-- DATA FOR THIS TASK --
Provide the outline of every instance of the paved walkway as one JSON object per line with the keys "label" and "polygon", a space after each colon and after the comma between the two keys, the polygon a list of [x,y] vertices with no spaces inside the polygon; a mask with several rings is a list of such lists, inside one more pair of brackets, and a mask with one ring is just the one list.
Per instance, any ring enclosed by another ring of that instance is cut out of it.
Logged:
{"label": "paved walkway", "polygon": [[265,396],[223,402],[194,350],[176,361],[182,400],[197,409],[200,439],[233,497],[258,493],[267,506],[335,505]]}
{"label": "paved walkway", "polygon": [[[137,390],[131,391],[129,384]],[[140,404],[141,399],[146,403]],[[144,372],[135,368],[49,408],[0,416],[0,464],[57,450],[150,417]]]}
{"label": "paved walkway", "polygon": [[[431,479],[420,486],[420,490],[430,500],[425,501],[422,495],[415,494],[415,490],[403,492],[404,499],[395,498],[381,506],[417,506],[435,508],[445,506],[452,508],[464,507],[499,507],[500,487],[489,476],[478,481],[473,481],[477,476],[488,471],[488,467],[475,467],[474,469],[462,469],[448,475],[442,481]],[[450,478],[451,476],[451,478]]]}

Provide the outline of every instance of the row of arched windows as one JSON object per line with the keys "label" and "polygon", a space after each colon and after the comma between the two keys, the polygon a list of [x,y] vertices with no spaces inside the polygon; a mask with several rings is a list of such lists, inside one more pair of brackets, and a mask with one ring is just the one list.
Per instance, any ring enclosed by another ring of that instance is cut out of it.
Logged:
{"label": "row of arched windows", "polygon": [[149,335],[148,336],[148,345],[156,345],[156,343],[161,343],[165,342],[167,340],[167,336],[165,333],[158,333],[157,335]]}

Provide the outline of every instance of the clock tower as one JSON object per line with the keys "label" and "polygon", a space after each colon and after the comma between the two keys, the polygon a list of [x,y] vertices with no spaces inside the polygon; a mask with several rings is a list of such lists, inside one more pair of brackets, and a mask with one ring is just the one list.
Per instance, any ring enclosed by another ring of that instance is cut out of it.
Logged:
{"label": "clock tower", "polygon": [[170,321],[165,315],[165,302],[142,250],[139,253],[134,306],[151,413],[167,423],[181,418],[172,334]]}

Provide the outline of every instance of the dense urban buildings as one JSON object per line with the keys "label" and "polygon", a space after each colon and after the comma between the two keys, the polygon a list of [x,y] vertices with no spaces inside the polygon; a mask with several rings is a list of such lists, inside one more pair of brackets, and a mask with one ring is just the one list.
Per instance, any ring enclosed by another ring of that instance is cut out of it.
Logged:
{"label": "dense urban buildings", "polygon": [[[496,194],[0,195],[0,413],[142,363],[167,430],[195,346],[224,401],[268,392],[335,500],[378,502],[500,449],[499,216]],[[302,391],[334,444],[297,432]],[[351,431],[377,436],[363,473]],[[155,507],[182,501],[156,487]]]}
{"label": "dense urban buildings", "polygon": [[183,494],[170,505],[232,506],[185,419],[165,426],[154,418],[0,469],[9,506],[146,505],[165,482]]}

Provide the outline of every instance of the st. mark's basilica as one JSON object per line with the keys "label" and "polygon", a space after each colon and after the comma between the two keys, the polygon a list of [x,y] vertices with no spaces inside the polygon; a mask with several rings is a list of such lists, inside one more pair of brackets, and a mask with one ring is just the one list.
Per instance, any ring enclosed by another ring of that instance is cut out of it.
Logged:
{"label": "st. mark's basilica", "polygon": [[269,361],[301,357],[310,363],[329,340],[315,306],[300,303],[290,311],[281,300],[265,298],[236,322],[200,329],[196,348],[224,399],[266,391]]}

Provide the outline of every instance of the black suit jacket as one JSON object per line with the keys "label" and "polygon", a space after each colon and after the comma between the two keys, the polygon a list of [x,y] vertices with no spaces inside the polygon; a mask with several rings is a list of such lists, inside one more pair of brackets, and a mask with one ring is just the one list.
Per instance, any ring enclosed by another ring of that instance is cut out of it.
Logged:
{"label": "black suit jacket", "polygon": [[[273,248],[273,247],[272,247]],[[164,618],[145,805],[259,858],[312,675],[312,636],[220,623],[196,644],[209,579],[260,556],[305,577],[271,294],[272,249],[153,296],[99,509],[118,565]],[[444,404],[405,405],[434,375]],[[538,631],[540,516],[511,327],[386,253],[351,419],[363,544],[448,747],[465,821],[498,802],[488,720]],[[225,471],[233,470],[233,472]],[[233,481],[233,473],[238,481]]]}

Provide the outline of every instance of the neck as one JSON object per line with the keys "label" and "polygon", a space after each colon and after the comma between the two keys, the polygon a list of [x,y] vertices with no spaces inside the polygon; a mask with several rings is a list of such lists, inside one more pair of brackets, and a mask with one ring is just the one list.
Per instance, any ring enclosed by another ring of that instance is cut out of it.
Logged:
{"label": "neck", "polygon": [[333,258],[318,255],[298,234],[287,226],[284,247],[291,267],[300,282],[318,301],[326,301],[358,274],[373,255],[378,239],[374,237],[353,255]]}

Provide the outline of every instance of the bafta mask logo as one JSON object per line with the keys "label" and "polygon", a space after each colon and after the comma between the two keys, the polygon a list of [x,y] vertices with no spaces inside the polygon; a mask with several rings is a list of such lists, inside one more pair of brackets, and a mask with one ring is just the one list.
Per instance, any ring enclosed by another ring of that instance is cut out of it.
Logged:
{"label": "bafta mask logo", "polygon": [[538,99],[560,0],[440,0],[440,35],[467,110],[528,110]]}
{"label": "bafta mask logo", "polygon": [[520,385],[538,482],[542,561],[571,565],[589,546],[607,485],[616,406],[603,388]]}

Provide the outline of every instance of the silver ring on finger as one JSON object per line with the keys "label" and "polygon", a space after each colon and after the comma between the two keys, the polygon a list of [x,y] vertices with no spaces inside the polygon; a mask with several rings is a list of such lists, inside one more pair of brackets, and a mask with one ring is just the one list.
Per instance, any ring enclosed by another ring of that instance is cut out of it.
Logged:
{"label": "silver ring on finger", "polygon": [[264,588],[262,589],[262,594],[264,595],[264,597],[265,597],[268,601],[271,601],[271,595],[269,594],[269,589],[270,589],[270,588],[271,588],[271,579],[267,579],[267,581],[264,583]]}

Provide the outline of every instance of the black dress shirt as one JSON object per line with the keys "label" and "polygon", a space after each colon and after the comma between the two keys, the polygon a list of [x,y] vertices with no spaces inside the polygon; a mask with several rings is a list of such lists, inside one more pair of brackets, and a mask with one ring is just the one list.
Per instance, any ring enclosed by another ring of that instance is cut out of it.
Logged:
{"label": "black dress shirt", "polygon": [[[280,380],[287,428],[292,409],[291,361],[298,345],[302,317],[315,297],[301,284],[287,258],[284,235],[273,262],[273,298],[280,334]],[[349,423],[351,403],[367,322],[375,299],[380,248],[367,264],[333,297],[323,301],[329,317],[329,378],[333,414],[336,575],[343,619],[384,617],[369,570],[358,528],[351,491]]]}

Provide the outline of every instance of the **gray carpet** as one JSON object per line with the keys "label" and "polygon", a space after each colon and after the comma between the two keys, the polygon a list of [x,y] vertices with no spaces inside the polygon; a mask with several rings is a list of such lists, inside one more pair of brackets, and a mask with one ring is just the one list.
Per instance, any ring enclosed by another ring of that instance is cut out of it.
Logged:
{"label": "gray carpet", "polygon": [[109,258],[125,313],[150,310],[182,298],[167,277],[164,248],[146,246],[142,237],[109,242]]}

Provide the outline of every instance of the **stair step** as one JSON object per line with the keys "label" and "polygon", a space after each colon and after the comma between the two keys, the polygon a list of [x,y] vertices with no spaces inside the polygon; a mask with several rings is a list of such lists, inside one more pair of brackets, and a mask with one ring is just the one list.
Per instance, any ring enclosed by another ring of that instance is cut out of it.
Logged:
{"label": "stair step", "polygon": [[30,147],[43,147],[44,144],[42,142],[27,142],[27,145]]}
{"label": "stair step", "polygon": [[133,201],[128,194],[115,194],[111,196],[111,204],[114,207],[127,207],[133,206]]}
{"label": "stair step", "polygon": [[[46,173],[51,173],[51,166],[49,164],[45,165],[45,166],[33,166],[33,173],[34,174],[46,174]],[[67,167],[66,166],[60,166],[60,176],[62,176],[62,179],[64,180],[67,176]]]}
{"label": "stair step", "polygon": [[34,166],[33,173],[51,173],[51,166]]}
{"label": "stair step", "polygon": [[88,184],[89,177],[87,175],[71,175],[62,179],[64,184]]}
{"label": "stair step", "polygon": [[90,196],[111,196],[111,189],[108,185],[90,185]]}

-- WHAT THE TASK ASKS --
Please restate word for word the lines of the material above, beginning with the one that holds "Provide the outline of every instance of the **stair" and ending with the last.

-- RESULT FOR THIS TASK --
Provide the outline of every instance of the **stair step** as one JSON object per line with the keys "label" and "polygon", a space after each colon and after the comma between the two keys, the polygon a list of [x,y] vertices with no spaces inside the polygon; a mask with several rings is a list of such lists, inside one more pair of brackets, and a mask with one ring is just the one list.
Per instance, any ring enclosed by another ring of that instance is cut out of it.
Logged:
{"label": "stair step", "polygon": [[30,147],[43,147],[44,144],[42,142],[27,142],[27,145]]}
{"label": "stair step", "polygon": [[133,201],[128,194],[115,194],[111,196],[111,204],[114,207],[127,207],[133,206]]}
{"label": "stair step", "polygon": [[[46,173],[51,173],[51,166],[49,164],[45,165],[45,166],[33,166],[33,173],[34,174],[46,174]],[[67,167],[66,166],[60,166],[60,176],[62,176],[62,179],[64,180],[67,176]]]}
{"label": "stair step", "polygon": [[34,166],[33,173],[51,173],[51,166]]}
{"label": "stair step", "polygon": [[88,184],[89,177],[87,175],[71,175],[62,179],[64,184]]}
{"label": "stair step", "polygon": [[90,196],[111,196],[111,189],[108,185],[90,185]]}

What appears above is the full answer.